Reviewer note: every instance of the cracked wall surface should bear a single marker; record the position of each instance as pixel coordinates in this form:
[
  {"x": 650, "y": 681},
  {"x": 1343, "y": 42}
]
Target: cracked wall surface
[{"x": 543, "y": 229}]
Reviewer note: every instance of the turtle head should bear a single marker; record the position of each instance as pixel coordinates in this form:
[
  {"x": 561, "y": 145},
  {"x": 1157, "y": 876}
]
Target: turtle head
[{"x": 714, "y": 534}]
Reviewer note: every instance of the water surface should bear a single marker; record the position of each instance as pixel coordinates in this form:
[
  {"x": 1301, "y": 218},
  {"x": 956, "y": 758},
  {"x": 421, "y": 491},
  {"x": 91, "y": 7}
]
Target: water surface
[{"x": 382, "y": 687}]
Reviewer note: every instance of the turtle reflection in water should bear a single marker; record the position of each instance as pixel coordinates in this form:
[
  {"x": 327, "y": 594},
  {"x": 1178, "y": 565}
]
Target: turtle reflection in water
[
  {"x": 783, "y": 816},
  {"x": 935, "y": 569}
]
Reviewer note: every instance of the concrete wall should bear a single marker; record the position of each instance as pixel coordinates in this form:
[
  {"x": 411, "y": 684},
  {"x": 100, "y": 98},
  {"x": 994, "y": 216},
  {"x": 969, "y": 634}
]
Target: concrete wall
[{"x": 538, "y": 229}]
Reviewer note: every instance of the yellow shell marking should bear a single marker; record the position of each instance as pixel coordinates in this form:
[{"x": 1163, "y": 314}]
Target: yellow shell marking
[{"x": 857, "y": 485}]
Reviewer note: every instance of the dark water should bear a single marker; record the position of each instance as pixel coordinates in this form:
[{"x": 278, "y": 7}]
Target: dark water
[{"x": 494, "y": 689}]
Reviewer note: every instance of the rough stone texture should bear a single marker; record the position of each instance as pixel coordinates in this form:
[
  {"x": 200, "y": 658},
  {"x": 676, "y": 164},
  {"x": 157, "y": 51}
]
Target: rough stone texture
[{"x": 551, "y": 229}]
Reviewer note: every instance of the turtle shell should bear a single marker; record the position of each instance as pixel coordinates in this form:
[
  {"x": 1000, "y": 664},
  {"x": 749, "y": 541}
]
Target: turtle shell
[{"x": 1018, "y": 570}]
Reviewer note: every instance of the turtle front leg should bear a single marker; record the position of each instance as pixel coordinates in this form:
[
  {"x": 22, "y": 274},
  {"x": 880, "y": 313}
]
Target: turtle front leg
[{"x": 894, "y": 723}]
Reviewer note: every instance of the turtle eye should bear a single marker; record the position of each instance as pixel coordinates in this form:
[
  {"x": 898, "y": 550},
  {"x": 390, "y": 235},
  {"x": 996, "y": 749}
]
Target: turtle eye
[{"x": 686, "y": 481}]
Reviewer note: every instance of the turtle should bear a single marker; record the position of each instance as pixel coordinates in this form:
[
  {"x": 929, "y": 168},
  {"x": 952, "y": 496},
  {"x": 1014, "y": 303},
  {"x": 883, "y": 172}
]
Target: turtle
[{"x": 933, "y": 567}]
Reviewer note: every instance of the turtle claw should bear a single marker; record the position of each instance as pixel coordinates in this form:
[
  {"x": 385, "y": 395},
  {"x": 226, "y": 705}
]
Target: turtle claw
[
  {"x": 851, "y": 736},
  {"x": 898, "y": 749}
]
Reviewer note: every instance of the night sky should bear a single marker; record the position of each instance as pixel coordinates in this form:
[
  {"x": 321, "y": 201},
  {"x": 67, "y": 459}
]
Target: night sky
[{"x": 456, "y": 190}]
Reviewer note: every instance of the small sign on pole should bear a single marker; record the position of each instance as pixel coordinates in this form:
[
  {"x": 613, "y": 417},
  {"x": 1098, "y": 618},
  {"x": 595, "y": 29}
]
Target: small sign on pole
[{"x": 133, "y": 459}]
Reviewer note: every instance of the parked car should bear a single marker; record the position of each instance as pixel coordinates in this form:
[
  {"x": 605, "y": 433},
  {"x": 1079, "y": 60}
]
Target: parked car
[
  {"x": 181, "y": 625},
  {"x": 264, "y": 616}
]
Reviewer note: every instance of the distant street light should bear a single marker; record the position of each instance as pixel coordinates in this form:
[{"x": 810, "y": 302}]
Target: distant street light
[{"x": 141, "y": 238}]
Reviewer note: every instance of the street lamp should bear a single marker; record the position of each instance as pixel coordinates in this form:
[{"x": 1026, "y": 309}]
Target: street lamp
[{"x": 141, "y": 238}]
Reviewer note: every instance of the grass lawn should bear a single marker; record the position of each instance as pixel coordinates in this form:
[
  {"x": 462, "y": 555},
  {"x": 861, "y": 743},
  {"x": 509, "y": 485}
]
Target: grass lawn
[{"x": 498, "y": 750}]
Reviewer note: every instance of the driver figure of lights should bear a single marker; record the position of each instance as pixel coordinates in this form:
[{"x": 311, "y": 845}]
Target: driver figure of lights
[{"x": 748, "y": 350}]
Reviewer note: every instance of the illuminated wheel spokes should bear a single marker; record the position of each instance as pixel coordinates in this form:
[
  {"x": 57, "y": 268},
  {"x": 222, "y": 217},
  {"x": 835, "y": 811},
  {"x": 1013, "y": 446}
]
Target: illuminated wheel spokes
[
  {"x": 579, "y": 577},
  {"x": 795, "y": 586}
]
^^^^
▸ **WHAT YOU WILL DO**
Repeat the material above exactly.

▸ **ANSWER FOR THE TASK**
Reviewer note: every instance of the cracked wall surface should bear a single marker; record the position of each instance as pixel coordinates in this form:
[
  {"x": 650, "y": 681},
  {"x": 1343, "y": 42}
]
Target: cracked wall surface
[{"x": 543, "y": 229}]
Reviewer note: every instance of the turtle head should bear a single marker; record the position of each instance as pixel coordinates in this form:
[
  {"x": 561, "y": 145},
  {"x": 1157, "y": 876}
]
Target: turtle head
[{"x": 714, "y": 534}]
Reviewer note: every instance of the water surface should bear a single marker; record the position of each instance as pixel coordinates in this form:
[
  {"x": 1301, "y": 218},
  {"x": 956, "y": 758},
  {"x": 421, "y": 491},
  {"x": 91, "y": 7}
]
Target: water surface
[{"x": 382, "y": 687}]
Reviewer note: every instance of the turtle reflection in water should bear a single marker; record the position of each instance as pixel coordinates in this form:
[
  {"x": 327, "y": 594},
  {"x": 1178, "y": 565}
]
Target: turtle reflection in water
[
  {"x": 783, "y": 816},
  {"x": 935, "y": 569}
]
Reviewer note: every instance of the concrete wall should bear a single marker; record the position of each instance as pixel coordinates in this form:
[
  {"x": 411, "y": 684},
  {"x": 100, "y": 98},
  {"x": 994, "y": 216},
  {"x": 969, "y": 634}
]
Target: concrete wall
[{"x": 538, "y": 229}]
Reviewer note: every instance of the yellow shell marking should bear a single marker; record the position of each instance as pixel coordinates in this form:
[{"x": 1163, "y": 314}]
Target: yellow shell marking
[{"x": 857, "y": 485}]
Reviewer note: every instance of the dark water should bear a single marker; record the position of each instance as pixel coordinates in this form:
[{"x": 278, "y": 7}]
Target: dark water
[{"x": 494, "y": 689}]
Reviewer note: every instance of the rough stone texture should bear a single marker; record the position of each instance as pixel coordinates in this form:
[
  {"x": 200, "y": 658},
  {"x": 676, "y": 164},
  {"x": 157, "y": 51}
]
Target: rough stone texture
[{"x": 551, "y": 229}]
Reviewer note: every instance of the turtle shell should bear a single marker; record the position of each instance as pixel coordinates in this form:
[
  {"x": 1000, "y": 664},
  {"x": 749, "y": 541}
]
Target: turtle shell
[{"x": 1018, "y": 570}]
Reviewer note: every instance of the turtle front leg should bear a single marker; record the position of each instance as pixel coordinates in this form:
[
  {"x": 22, "y": 274},
  {"x": 880, "y": 313}
]
Target: turtle front leg
[{"x": 894, "y": 723}]
Reviewer note: every instance of the turtle eye should bear a single marker; record the position of each instance as pixel coordinates in this form:
[
  {"x": 898, "y": 550},
  {"x": 390, "y": 235},
  {"x": 996, "y": 749}
]
Target: turtle eye
[{"x": 686, "y": 481}]
Reviewer note: every instance of the turtle should bear a single marker; record the position of each instance as pixel coordinates in this form:
[
  {"x": 929, "y": 168},
  {"x": 952, "y": 496},
  {"x": 1014, "y": 303},
  {"x": 883, "y": 172}
]
Target: turtle
[{"x": 933, "y": 567}]
Reviewer note: every instance of the turtle claw should bear a single marker; record the position of each instance as pixel coordinates in this form:
[
  {"x": 385, "y": 395},
  {"x": 226, "y": 705}
]
Target: turtle claw
[
  {"x": 851, "y": 736},
  {"x": 898, "y": 749}
]
Reviewer note: every instance of the night sky should bear a single marker; record the position of each instance as pixel coordinates in this form:
[
  {"x": 321, "y": 201},
  {"x": 67, "y": 459}
]
Target: night sky
[{"x": 456, "y": 190}]
Reviewer note: every instance of the small sign on pole should bear a single marker; record the position of each instance as pixel coordinates in this form:
[
  {"x": 613, "y": 417},
  {"x": 1098, "y": 618},
  {"x": 595, "y": 29}
]
Target: small sign on pole
[{"x": 133, "y": 459}]
Reviewer note: every instance of the parked car should bear a single marker; record the position of each instance as pixel coordinates in this form:
[
  {"x": 605, "y": 433},
  {"x": 1079, "y": 60}
]
Target: parked car
[
  {"x": 181, "y": 625},
  {"x": 264, "y": 616}
]
Reviewer note: every instance of the distant street light should bear a single marker; record the position of each instance as pixel coordinates in this form:
[{"x": 810, "y": 302}]
Target: distant street light
[{"x": 141, "y": 238}]
Reviewer note: every instance of the street lamp should bear a single marker; record the position of each instance as pixel coordinates in this form:
[{"x": 1026, "y": 309}]
Target: street lamp
[{"x": 141, "y": 238}]
Reviewer note: every instance of the grass lawn should bear a single marker; record the position of each instance as pixel coordinates in this form:
[
  {"x": 462, "y": 555},
  {"x": 861, "y": 743},
  {"x": 509, "y": 485}
]
Target: grass lawn
[{"x": 498, "y": 750}]
Reviewer note: every instance of the driver figure of lights should bear a single marker; record the position of each instance as pixel coordinates in this form:
[{"x": 311, "y": 845}]
Target: driver figure of lights
[{"x": 748, "y": 350}]
Reviewer note: every instance of the illuminated wheel spokes should bear a single marker; record the position of each instance as pixel coordinates in this form:
[
  {"x": 57, "y": 268},
  {"x": 222, "y": 217},
  {"x": 835, "y": 811},
  {"x": 1013, "y": 446}
]
Target: illuminated wheel spokes
[
  {"x": 579, "y": 577},
  {"x": 795, "y": 586}
]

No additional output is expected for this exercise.